_What you need to do_.
In the passage on diet and exercise, why does the writer take cod liver oil?

_Exercise passage_.
■ ■ ■ ■ ■

Depending on diet and other factors, the body may also begin to consume amino acids (the building blocks of protein) to create ATP. An indicator that this is taking place is an ammonia smell in the sweat. It indicates that the rate of energy consumption has exceeded the availability of glycogen and fats, and that the body is tapping into readily-available amino acids at a rate exceeding the kidneys' abilities to filter the byproducts out of the blood. It isn't necessarily a bad thing, but can usually be avoided by adding more fats and carbohydrates to the diet.
Whether any of these metabolic states are healthy, hazardous, will make you grow additional limbs, become stupid or sterile, etc., is a matter of debate.
The counter-intuitive part now arises: Many people cut down on fats and increase carbohydrates to try to cut weight. Instead of eggs and bacon for breakfast they have a bagel with low-fat cream cheese. However, consumption of sugars (glucose) and carbohydrates, especially refined carbohydrates, can rapidly increase blood glucose levels. This stimulates the pancreas to produce insulin. Some studies indicate that a higher insulin level in the body prompts it to store energy as fat, rather than as glycogen. This dynamic can lead to unexpected body fat and weight gain, even when the person is exercising and dieting in an attempt to reduce weight.
That all being said, while exercise is effective for conditioning muscles, joints and building overall system robustness, exercise alone is rarely effective for weight control. Diet -- how much and what you eat -- is a much larger factor.
Also, while exercise can tone the muscles in specific areas of the body, I do not know of any exercises that target fat in specific body areas. Where your body chooses to store fat is based primarily on gender, age and other factors.
It is worth noting that the body image ideals put forth by the media are unrealistic for most people and probably unhealthy. A little body fat is not a bad thing.
My personal preference is to try to get nutrients from the foods that I eat. Unless someone has a physical problem, this should be possible by choosing a variety of foods consisting primarily of vegetables and meats (and other fat and protein sources), and secondarily, fruits and grains (carbohydrates). A thorough analysis would include blood studies to see if there are deficiencies to be addressed. I'm not that thorough, but knowing my own diet, and having studied this a bit, I have made the following supplementations to my own diet:
- Routine fresh vegetable juice consisting of a variety of kale, collards, spinach, parsley, ginger, carrots and apples for general vitamin and enzyme needs
- Cod liver oil, primarily for vitamin D and oils
- Vitamin B complex drops, because my diet is likely low in vitamin B (liver is a good alternative natural source, but I don't care for the taste)
- Creatine for energy bursts and strength building (also available in red meats and fish, but would require eating about a pound a day)
- Glass of red wine (or some chocolate) for zinc and for other reasons
I think I'm getting enough general carbohydrates, protein and fats through basic consumption, so I rarely supplement them. I probably consume way too much suger due to a longstanding addiction to hazelnut mochas.
Others prefer to use vitamin supplements to achieve the same goals and many claim to have experienced good results by doing so. I'll grant that it is probably much easier to just take a pill or two once a day than go through the trouble of juicing a bunch of vegetables, adding B drops, creatine, etc. My own (entirely unresearched) theory is that I may be getting some benefit from the raw vegetable juice -- perhaps e-coli? -- and other natural sources that might not be present in a processed tablet. But in all honesty, I have no research to back up that theory.

■ ■ ■ ■ ■

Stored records
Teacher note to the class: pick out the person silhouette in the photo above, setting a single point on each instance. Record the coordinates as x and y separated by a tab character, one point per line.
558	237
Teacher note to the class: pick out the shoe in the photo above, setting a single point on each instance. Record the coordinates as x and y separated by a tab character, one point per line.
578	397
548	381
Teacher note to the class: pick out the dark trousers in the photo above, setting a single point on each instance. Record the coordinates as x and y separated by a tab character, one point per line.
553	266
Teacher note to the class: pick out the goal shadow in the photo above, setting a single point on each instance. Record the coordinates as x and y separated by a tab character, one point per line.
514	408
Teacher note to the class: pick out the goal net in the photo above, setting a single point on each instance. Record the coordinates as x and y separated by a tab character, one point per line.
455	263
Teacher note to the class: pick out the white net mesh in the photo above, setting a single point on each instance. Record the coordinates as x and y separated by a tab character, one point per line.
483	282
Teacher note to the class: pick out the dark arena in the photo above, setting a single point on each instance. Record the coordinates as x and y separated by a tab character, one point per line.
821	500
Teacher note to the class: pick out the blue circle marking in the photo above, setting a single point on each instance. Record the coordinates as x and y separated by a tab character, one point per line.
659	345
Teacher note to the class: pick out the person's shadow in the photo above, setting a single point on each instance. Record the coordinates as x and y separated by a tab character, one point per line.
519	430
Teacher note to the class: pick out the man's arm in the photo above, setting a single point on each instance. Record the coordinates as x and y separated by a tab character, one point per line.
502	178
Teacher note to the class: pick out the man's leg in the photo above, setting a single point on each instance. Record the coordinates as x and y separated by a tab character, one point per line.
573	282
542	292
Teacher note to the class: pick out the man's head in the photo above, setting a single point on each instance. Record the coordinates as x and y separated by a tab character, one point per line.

■ ■ ■ ■ ■

_Solution to this problem_.
Primarily for vitamin D and oils.